***** TESTO DI PARTENZA *****
Radiomica, intelligenza artificiale e metaverso diventano nuovi alleati per combattere il cancro al colon-retto, che con 48.000 nuovi casi l’anno è il secondo tumore più frequente nel nostro Paese e anche il secondo fra i più letali con oltre 21.000 decessi l’anno.
Ma anche per le neoplasie localmente più avanzate, la chirurgia resta comunque primaria e la percentuale di sopravvivenza dopo 5 anni è di oltre il 60%, grazie ai programmi di screening e all’evolversi delle tecniche chirurgiche con il supporto delle nuove tecnologie.
A fare il punto sono i chirurghi europei e italiani riuniti per il congresso Internazionale di chirurgia oncologica del retto organizzato a Verona dalla Chirurgia Generale dell’Irccs Sacro Cuore Don Calabria di Negrar, diretta dal dottor Giacomo Ruffo. Gli esperti hanno spiegato che l’intelligenza artificiale può guidare la scelta degli interventi, la realtà aumentata può renderli più efficaci e il metaverso può migliorare la formazione dei chirurghi ma anche aumentare la qualità degli interventi e l’accesso dei pazienti alle cure.
***** INSIEME DI DATI *****
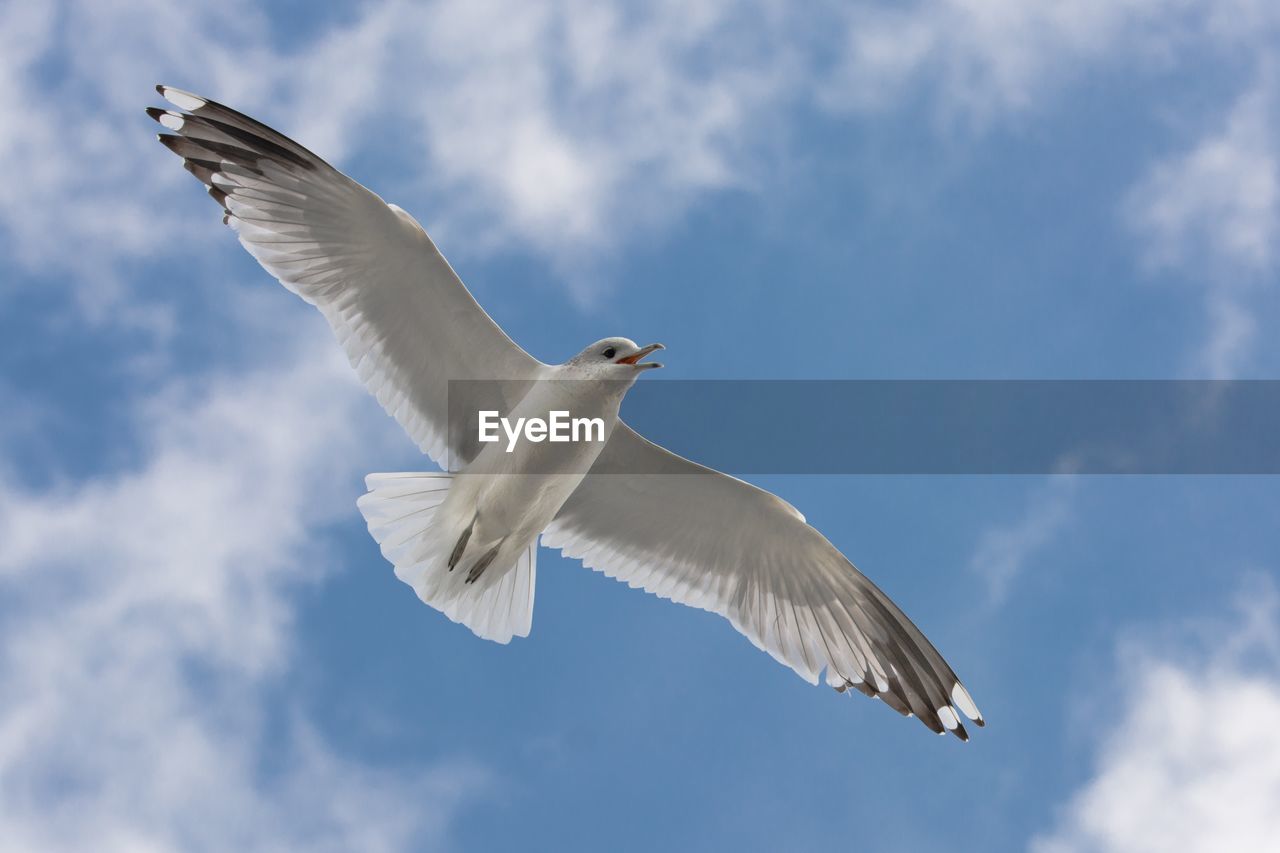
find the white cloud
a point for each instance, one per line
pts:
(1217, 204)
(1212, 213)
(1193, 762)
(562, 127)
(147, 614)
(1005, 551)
*****
▸ COMPITO DA SVOLGERE
Trasforma in un elenco puntato il paragrafo del testo sul cancro al colon-retto che inizia con «A fare il punto sono», tenendo tutti i fatti principali.

▸ SOLUZIONE SCRITTA
- Chirurghi europei e italiani si sono riuniti a Verona per il congresso internazionale di chirurgia oncologica del retto.
- Il congresso è stato organizzato dalla Chirurgia Generale dell'Irccs Sacro Cuore Don Calabria di Negrar, diretta dal dottor Giacomo Ruffo.
- Secondo gli esperti:
  - l'intelligenza artificiale può guidare la scelta degli interventi;
  - la realtà aumentata può renderli più efficaci;
  - il metaverso può migliorare la formazione dei chirurghi, la qualità degli interventi e l'accesso dei pazienti alle cure.